● **Brief**
All lines holding the word "Every" in the listing below need to be copied.

= Beginning of Section =

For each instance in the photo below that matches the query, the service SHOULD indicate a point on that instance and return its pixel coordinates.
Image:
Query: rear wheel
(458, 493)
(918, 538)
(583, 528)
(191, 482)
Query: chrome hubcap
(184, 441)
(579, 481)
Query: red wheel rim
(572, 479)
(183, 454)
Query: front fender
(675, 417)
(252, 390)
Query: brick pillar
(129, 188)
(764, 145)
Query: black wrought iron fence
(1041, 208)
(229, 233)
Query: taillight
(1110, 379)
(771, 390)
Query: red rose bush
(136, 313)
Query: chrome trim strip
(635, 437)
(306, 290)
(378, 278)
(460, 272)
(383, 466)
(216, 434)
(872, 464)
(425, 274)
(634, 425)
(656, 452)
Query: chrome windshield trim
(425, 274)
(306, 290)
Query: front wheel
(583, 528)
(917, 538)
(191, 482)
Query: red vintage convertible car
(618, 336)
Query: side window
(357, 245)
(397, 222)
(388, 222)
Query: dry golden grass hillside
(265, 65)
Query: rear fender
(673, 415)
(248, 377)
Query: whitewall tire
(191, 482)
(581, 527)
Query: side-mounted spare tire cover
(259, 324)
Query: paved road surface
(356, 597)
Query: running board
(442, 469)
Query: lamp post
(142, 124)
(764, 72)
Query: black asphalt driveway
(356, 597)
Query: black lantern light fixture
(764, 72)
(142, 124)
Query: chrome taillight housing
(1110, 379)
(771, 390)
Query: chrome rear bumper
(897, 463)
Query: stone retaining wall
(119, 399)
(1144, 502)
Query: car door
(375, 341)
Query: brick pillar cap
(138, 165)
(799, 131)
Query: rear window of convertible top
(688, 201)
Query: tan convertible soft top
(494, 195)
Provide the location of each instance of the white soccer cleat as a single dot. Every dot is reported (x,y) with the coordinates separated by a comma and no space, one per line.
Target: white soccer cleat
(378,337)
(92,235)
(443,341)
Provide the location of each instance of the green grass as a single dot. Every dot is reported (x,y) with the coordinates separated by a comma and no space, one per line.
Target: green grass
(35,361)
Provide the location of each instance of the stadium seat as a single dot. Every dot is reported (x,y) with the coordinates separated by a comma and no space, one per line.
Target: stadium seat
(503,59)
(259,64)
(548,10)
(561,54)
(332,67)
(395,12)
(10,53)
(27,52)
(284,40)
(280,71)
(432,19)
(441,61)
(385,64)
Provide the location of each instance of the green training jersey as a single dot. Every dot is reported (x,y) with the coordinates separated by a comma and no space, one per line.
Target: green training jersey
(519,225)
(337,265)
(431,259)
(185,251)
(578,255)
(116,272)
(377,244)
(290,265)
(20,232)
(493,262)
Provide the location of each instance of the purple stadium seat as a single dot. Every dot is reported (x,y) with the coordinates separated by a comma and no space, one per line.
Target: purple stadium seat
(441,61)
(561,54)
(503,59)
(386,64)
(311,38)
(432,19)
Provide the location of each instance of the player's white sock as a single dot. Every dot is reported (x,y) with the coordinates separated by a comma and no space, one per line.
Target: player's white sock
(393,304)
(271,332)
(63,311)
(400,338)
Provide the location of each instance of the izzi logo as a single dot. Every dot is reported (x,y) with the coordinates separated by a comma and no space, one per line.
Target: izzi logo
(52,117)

= End of Section =

● **Completed exercise**
Provide the location of each instance of the white soccer cleat as a single dot. Every dot is reported (x,y) with the coordinates separated by a comma and no space, one per line.
Provide the location of each instance of the green grass as a single dot. Every dot is reported (x,y) with the coordinates separated by a comma and no space, one per line.
Provide the location of each instance of the stadium seat as a single dot. Every dot is reported (x,y) with the coordinates separated by a comma and no space, one per line.
Provide the location of each instance of the green training jersey as a single dot. Every dot is reported (x,y) with the coordinates separated by a comma and no space, one per line.
Provide the location of each instance of the purple stadium seat as a single dot. Every dot is reported (x,y) with the coordinates separated by a comma and no space, one per line.
Provide the location of each instance of the player's white sock as a single dot. Every dot is reported (x,y) with the coordinates separated by a comma and no space, one per line.
Provide the location of each instance of the izzi logo as a single dot. Every dot is reported (x,y) with the coordinates separated by a comma and no space, one per line.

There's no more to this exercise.